An image of a woman holding a cigarette, but her face is blurred. From Carl Elsaesser’s ‘Home When You Return,’ which is playing at Prismatic Ground. Courtesy of the festival.

Founded in 2021, amidst the COVID-19 pandemic, Prismatic Ground is a glimmer of hope for experimental nonfiction cinema in a tumultuous period. Inney Prakash, a programmer at the Maysles Documentary Center in New York, launched the film festival, creating a series, as Prakash says, “centering on experimental documentary that seeks to break down various hierarchies.” Shorts and feature films appear alongside each other; movies made by veteran and first-time directors are in conversation with one another. This goal of eliminating boundaries even reaches to the very notion of “documentary” and “experimental” films by showcasing works that defy such labels. Prismatic Ground, furthermore, “attempts to reorient the values of the festival ecosystem by prioritizing things like paying filmmakers and maximizing access for audiences.”

◆ DATA:
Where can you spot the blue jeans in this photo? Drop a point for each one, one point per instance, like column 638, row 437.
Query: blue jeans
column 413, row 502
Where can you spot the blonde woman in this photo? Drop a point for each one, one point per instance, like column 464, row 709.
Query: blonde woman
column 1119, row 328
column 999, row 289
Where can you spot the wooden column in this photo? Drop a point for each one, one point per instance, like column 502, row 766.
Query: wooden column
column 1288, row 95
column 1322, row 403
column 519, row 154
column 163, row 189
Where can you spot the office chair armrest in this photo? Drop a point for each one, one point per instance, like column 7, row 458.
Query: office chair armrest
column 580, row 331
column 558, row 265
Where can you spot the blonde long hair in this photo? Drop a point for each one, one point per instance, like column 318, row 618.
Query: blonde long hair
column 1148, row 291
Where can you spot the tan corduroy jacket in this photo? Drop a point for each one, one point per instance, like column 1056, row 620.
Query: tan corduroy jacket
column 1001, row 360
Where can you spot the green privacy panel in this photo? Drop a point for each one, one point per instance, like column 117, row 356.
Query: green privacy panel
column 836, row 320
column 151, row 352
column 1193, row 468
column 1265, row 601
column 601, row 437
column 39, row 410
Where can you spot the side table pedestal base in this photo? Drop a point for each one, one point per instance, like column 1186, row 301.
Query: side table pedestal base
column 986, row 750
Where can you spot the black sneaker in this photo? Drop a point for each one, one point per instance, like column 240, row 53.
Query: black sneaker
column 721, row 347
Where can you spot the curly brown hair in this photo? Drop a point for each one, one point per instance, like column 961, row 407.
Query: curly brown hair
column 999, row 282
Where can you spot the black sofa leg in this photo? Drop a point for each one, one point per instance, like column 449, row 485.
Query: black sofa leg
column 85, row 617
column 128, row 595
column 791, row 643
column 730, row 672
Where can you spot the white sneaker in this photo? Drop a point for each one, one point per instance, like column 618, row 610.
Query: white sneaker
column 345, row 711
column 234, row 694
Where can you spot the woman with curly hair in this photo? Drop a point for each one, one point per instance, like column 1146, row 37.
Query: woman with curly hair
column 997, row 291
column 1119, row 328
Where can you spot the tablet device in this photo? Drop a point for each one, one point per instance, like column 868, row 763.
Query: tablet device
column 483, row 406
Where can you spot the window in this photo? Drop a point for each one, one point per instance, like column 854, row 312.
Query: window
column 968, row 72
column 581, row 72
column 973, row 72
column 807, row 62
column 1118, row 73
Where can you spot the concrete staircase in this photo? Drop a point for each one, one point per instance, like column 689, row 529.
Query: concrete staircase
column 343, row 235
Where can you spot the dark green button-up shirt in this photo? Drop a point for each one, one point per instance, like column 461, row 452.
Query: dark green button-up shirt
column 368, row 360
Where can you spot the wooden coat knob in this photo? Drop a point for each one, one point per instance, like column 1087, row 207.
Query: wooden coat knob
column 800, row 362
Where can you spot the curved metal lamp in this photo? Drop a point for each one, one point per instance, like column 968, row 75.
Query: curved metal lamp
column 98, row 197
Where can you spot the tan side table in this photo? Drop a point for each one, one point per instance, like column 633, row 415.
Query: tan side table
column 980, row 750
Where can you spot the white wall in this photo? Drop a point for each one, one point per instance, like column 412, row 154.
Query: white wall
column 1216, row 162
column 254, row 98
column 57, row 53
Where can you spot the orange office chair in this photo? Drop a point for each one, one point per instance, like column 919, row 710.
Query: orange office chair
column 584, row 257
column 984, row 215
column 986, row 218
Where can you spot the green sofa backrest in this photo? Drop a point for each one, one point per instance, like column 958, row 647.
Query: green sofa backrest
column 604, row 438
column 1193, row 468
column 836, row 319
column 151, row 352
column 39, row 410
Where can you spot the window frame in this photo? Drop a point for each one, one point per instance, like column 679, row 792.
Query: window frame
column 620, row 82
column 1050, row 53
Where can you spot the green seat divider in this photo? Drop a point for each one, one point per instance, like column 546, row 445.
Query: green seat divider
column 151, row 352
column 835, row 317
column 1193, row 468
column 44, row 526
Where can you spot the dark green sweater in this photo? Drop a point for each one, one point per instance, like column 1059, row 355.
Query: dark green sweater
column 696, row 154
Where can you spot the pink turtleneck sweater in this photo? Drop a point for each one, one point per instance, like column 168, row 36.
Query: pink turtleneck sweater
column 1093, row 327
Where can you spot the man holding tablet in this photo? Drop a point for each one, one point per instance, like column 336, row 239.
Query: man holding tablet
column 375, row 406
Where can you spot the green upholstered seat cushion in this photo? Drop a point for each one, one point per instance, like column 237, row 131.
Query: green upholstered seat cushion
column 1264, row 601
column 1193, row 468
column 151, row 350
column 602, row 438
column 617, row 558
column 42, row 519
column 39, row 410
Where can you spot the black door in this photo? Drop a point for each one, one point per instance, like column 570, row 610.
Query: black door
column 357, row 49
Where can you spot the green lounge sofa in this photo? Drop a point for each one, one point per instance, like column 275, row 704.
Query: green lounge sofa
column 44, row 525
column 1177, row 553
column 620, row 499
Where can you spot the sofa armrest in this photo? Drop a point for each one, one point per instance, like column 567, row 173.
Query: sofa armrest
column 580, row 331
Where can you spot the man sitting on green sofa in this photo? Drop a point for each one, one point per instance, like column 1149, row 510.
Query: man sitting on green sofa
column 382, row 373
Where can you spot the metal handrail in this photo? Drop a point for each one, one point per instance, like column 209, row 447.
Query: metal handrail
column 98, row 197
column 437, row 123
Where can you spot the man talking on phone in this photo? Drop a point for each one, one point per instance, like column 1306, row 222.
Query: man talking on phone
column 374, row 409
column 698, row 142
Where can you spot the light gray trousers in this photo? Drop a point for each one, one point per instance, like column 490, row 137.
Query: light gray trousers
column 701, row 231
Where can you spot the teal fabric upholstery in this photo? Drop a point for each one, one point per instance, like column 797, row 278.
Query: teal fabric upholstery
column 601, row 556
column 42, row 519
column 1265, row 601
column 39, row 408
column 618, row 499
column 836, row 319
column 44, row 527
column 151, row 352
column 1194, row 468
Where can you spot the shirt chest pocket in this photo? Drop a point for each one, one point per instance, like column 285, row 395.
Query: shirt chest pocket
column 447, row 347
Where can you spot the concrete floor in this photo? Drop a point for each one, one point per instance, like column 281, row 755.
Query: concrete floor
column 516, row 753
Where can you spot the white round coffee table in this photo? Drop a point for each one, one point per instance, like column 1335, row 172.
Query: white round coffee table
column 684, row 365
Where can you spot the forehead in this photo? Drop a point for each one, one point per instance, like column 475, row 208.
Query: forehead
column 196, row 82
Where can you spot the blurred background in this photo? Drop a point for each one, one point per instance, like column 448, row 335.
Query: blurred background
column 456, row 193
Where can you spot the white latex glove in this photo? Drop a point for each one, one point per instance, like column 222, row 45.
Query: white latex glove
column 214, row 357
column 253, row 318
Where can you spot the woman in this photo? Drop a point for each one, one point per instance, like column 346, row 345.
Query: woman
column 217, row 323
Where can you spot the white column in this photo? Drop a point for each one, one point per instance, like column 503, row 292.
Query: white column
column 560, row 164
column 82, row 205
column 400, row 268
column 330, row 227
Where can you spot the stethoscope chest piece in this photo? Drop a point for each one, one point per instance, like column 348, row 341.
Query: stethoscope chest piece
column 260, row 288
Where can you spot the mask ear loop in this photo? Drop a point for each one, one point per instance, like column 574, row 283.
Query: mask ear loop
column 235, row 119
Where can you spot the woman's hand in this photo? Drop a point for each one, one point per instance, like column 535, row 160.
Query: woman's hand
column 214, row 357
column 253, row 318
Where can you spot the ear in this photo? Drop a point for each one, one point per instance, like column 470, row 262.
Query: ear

◆ WORK INSTRUCTION:
Reproduce the part of the Prismatic Ground text that begins at the words "An image of" and stops after "of the festival.".

◆ REPLY TO THE EXERCISE:
An image of a woman holding a cigarette, but her face is blurred. From Carl Elsaesser’s ‘Home When You Return,’ which is playing at Prismatic Ground. Courtesy of the festival.